**** Information supplied ****
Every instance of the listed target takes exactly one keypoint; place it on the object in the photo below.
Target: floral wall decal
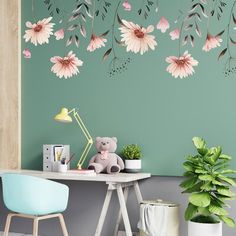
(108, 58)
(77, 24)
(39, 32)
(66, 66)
****
:: Task goal ::
Reproduce the data above line for line, leaving out the picture.

:: Written response ::
Every instance of the listed target takes exactly one keypoint; place it on the object in the photo below.
Target: floral wall decal
(108, 58)
(77, 24)
(39, 32)
(66, 66)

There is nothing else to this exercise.